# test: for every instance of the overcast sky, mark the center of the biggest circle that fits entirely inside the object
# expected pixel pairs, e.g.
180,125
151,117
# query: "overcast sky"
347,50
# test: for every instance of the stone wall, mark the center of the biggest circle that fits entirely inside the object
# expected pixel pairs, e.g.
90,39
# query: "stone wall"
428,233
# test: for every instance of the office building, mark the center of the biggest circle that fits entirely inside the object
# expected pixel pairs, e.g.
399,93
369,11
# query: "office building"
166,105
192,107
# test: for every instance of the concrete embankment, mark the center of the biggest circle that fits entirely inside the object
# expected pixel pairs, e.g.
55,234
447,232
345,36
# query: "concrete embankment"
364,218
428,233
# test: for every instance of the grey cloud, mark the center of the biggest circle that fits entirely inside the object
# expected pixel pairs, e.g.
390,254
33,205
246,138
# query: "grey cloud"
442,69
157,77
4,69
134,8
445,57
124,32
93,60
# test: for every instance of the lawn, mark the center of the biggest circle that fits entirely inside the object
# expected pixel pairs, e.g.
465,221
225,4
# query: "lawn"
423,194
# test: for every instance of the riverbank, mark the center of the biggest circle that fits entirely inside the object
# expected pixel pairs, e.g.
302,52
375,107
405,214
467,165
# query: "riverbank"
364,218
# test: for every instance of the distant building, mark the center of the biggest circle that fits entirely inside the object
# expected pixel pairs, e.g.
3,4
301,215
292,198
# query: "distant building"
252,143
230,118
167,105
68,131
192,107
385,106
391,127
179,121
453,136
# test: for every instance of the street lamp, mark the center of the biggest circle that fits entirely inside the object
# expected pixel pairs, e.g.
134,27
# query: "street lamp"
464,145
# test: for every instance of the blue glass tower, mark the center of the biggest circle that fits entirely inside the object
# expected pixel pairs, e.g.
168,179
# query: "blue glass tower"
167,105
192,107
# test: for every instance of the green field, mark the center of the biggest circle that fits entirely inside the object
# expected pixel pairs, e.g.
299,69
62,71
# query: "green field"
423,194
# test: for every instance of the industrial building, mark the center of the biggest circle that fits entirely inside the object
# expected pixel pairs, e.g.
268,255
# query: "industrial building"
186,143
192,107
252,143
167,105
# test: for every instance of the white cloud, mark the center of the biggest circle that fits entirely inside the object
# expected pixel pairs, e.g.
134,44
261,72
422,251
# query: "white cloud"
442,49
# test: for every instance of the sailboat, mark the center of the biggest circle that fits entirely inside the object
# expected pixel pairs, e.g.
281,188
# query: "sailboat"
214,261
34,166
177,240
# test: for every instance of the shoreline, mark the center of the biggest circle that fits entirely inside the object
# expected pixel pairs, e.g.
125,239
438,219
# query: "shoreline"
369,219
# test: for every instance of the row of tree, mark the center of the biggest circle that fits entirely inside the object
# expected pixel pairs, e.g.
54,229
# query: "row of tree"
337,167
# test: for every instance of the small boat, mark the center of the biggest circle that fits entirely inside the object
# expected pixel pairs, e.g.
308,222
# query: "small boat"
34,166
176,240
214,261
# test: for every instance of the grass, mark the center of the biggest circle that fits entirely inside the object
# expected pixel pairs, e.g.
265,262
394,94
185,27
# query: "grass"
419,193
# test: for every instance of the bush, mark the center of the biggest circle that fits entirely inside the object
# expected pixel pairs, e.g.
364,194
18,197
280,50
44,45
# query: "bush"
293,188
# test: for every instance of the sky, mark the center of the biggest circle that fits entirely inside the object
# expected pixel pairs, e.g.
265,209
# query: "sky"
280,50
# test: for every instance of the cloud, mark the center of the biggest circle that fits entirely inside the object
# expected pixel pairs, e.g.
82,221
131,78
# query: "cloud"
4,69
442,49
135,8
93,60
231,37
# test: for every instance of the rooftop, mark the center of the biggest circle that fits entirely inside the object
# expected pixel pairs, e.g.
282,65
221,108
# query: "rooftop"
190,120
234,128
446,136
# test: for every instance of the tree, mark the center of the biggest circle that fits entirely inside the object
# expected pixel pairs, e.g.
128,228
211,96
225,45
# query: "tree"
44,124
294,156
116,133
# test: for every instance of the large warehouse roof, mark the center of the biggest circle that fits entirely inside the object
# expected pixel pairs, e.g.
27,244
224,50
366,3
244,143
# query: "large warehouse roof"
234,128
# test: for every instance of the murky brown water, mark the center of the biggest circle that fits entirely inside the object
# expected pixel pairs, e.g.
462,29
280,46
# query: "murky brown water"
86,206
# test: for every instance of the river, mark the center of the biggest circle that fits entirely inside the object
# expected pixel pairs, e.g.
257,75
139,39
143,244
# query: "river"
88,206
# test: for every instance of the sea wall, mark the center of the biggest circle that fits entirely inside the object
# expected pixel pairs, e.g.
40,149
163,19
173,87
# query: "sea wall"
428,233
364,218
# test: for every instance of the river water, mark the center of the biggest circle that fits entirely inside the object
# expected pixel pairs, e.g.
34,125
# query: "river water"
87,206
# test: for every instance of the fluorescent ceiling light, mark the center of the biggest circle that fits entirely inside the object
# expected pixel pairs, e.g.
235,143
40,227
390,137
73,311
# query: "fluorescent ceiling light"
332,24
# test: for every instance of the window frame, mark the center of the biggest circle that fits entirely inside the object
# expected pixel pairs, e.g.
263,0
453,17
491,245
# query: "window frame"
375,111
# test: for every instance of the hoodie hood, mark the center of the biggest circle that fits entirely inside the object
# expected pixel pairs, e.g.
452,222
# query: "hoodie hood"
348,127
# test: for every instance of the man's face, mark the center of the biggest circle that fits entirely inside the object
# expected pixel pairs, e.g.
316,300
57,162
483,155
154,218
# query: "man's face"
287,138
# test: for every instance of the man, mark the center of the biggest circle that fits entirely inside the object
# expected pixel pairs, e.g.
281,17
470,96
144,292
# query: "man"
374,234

=======

| About this task |
Write out all the material exactly.

| Response box |
# test: for every instance of the overcast sky, mark the center of the biggest circle that fits entirely inside the object
# expected pixel pairs, e.g.
180,125
151,117
# query: "overcast sky"
347,50
# test: for every instance of the stone wall, mark the center of the biggest circle that fits entirely inside the object
# expected pixel pairs, e.g.
90,39
# query: "stone wall"
428,233
# test: for every instance of the office building, mark the center of the biggest circle that fits entirely inside the object
# expected pixel pairs, e.g.
399,93
369,11
# query: "office building"
166,105
192,107
# test: for every instance of the concrete embankment, mark the center of the biggest circle that fits entirely inside the object
# expected pixel pairs, e.g.
55,234
447,232
345,36
# query: "concrete embankment"
364,218
428,233
# test: for every instance of the grey cloud, mark the center of the biggest circle that fits entirely inside the object
# expected pixel pairs, e.g.
390,254
33,205
246,138
# query: "grey cloud"
442,69
157,77
4,69
134,8
445,57
124,32
93,60
# test: for every instance of the lawn, mark the center of the biggest circle that fits entirely inside the object
# expected pixel pairs, e.g.
465,221
225,4
# query: "lawn"
423,194
# test: for every instance of the riverbank, mark the center of the biggest circle that fits entirely inside the object
# expected pixel pairs, e.g.
302,52
375,107
405,214
467,165
# query: "riverbank"
364,218
# test: for every instance of the distant building, mark the center of the biggest circle that fits entirely inside the object
# expected pixel pairs, e.g.
3,4
301,215
292,198
# query: "distant building"
252,143
230,118
167,105
68,131
192,107
385,106
391,127
179,121
453,136
# test: for every instance of the street lamp, mark the center of the biggest circle that fits entirely inside the object
# expected pixel pairs, e.g.
134,27
# query: "street lamp"
464,145
# test: for every instance of the blue glass tower, mark the center of the biggest circle that fits entirely inside the object
# expected pixel pairs, e.g.
168,179
# query: "blue glass tower"
167,105
192,107
# test: for every instance of the green field, mark the center of the biggest circle that fits entirely inside the object
# expected pixel pairs, e.g.
299,69
62,71
# query: "green field"
423,194
# test: for every instance of the industrial building, mark the center of the biggest circle that fits entirely inside the object
# expected pixel pairs, e.g.
268,255
# query: "industrial building"
186,143
192,107
252,143
167,105
# test: for every instance of the white cloud, mark the center of the biggest circle that fits entirely inside the object
# expected pixel pairs, e.g.
134,44
261,72
422,251
# query: "white cloud"
442,49
# test: for every instance of the sailboat, mark the center of the biggest circle that fits entirely inside the object
# expected pixel pairs, e.g.
281,188
# query: "sailboat"
214,261
34,166
177,240
# test: for every instance of the shoreline, mark the center of the biggest circle that fits entirely inside the object
# expected pixel pairs, e.g.
125,239
438,219
# query: "shoreline"
369,219
# test: for every instance of the row of tree, mark the center of the biggest circle that fits entirely inside the object
# expected pixel pairs, e.g.
54,229
# query: "row of tree"
337,167
# test: for every instance of the small boat, mark the center of the biggest circle that fits entirely inside the object
# expected pixel pairs, e.g.
308,222
# query: "small boat"
34,166
176,240
214,261
# test: for every instance of the grass, mark the center of the biggest circle that fits entirely inside the object
# expected pixel pairs, e.g.
265,262
394,94
185,27
# query: "grass"
419,193
# test: for every instance of the bush, mark the center of the biggest circle that fits entirely inside the object
# expected pixel pairs, e.g.
364,194
18,197
280,50
44,45
# query: "bush"
293,188
# test: for every instance of the sky, mark the center of the biggest circle that fits entirely inside the object
# expected pixel pairs, e.g.
265,209
# query: "sky"
280,50
# test: for every instance of the cloud, mark the center of the biggest circle that fits entirely inside the object
# expected pixel pairs, e.g.
82,221
131,78
# query: "cloud"
4,69
442,49
135,8
93,60
231,37
# test: for every instance of the rooftop, mark the center of the biggest circle that fits entirely inside the object
# expected pixel pairs, e.g.
282,65
221,108
# query: "rooftop"
190,120
234,128
446,136
# test: for every instance of the tree, mark the center of the biggest circle that fits entirely inside the object
# expected pixel pairs, e.g.
128,228
211,96
225,45
# query: "tree"
44,124
294,156
116,133
# test: for every instance of the large warehouse roof, mark the center of the biggest circle that fits entirely inside the object
# expected pixel pairs, e.g.
27,244
224,50
366,3
244,143
# query: "large warehouse roof"
234,128
# test: for every instance of the murky brown water, mark the center of the biggest circle that fits entirely inside the object
# expected pixel pairs, e.g.
462,29
280,46
# query: "murky brown water"
86,206
# test: for every instance of the river, mark the center of the biggest circle that fits entirely inside the object
# expected pixel pairs, e.g.
257,75
139,39
143,244
# query: "river"
88,206
# test: for every instance of the sea wall, mark the center of the biggest circle that fits entirely inside the object
# expected pixel pairs, e.g.
40,149
163,19
173,87
# query: "sea wall"
428,233
364,218
# test: for every instance of the river water, mark the center of the biggest circle that fits entirely inside the object
# expected pixel pairs, e.g.
34,125
# query: "river water"
87,206
# test: for every instance of the fluorescent ceiling light, mark the center of the biggest circle that fits entirely inside the object
# expected pixel pairs, e.g.
235,143
40,227
390,137
73,311
# query: "fluorescent ceiling light"
332,24
# test: for every instance of the window frame, mark the center of the biggest circle that fits entirely inside the object
# expected pixel pairs, e.g.
263,0
453,17
491,245
# query: "window frame"
375,111
# test: for every instance of the hoodie hood, mark the center of the biggest circle that fits entirely inside the object
# expected pixel pairs, e.g.
452,222
# query: "hoodie hood"
348,127
# test: for every instance of the man's face, mark the center of the biggest circle that fits entirely inside the object
# expected pixel pairs, e.g.
316,300
57,162
483,155
154,218
# query: "man's face"
287,138
# test: for every instance of the man, mark the center of the biggest circle that fits entirely inside the object
# expected pixel pairs, e.g.
281,17
470,96
144,292
# query: "man"
374,234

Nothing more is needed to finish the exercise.